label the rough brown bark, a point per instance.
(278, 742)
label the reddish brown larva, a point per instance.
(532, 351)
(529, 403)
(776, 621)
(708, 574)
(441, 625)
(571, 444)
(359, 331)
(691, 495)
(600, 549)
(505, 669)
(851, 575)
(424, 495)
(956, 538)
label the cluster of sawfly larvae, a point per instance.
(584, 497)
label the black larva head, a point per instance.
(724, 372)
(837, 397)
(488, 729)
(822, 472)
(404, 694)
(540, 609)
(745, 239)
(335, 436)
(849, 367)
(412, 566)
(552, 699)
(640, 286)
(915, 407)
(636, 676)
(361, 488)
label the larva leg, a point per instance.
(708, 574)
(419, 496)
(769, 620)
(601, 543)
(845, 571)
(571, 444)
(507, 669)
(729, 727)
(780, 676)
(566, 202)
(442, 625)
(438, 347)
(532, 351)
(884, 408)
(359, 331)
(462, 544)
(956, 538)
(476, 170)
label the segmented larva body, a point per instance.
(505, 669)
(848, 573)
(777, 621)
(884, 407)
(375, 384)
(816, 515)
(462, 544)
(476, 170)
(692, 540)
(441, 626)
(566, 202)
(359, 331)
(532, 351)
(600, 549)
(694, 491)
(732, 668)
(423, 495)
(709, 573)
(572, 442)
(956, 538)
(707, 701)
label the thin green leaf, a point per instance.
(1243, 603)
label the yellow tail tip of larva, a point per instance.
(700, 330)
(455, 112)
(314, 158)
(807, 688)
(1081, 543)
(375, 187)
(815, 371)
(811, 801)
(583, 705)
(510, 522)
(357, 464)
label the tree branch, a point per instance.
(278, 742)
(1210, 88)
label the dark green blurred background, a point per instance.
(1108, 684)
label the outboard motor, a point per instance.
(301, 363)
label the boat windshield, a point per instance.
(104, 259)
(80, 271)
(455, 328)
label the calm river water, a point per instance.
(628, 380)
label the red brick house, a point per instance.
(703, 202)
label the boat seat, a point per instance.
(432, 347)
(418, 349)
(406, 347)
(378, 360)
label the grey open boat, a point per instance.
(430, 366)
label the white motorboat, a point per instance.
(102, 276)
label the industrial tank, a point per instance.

EXERCISE DIRECTIONS: For this exercise, the records above must be returned exactly.

EXERCISE OUTPUT:
label the rough brown bark, a point per instance.
(278, 742)
label the reddish brown larva, a point per instance.
(532, 351)
(529, 403)
(776, 621)
(708, 574)
(441, 625)
(571, 444)
(359, 331)
(691, 495)
(600, 549)
(505, 669)
(851, 575)
(424, 495)
(956, 538)
label the cluster of sawfly larvae, a point per instance.
(584, 497)
label the black larva head, a point per instance.
(724, 372)
(837, 397)
(488, 729)
(822, 472)
(404, 694)
(540, 609)
(745, 239)
(335, 436)
(849, 367)
(412, 566)
(552, 699)
(640, 286)
(915, 407)
(636, 676)
(361, 488)
label the larva leg, a point per instance.
(708, 574)
(419, 496)
(769, 620)
(601, 543)
(845, 571)
(571, 444)
(507, 669)
(729, 727)
(780, 676)
(566, 202)
(442, 625)
(438, 347)
(532, 351)
(884, 408)
(359, 331)
(462, 544)
(956, 538)
(476, 170)
label the segmented larva body, a point per instance.
(505, 669)
(848, 573)
(777, 621)
(884, 407)
(375, 384)
(816, 515)
(462, 544)
(476, 170)
(692, 540)
(441, 626)
(566, 202)
(359, 331)
(532, 351)
(600, 549)
(694, 491)
(732, 668)
(423, 495)
(709, 573)
(572, 442)
(956, 538)
(707, 701)
label the thin green leaf, a point per instance.
(1243, 603)
label the yellow tail tip of larva, a point per instance.
(700, 330)
(455, 112)
(314, 158)
(807, 688)
(1081, 543)
(375, 187)
(815, 371)
(811, 801)
(583, 705)
(510, 522)
(357, 464)
label the tree branch, a point per instance.
(278, 742)
(1210, 88)
label the dark green blurred background, a point per instance.
(1108, 684)
label the outboard motor, a point per instance.
(301, 363)
label the boat windshield, a point per instance.
(104, 259)
(80, 271)
(455, 328)
label the calm river water, a point per instance.
(628, 380)
label the red brick house, a point per instance.
(703, 202)
label the boat seat, a point per instance.
(432, 347)
(418, 349)
(406, 347)
(378, 360)
label the grey open boat, a point per instance.
(430, 366)
label the white motorboat, a point per instance.
(102, 276)
label the industrial tank, a point per instance.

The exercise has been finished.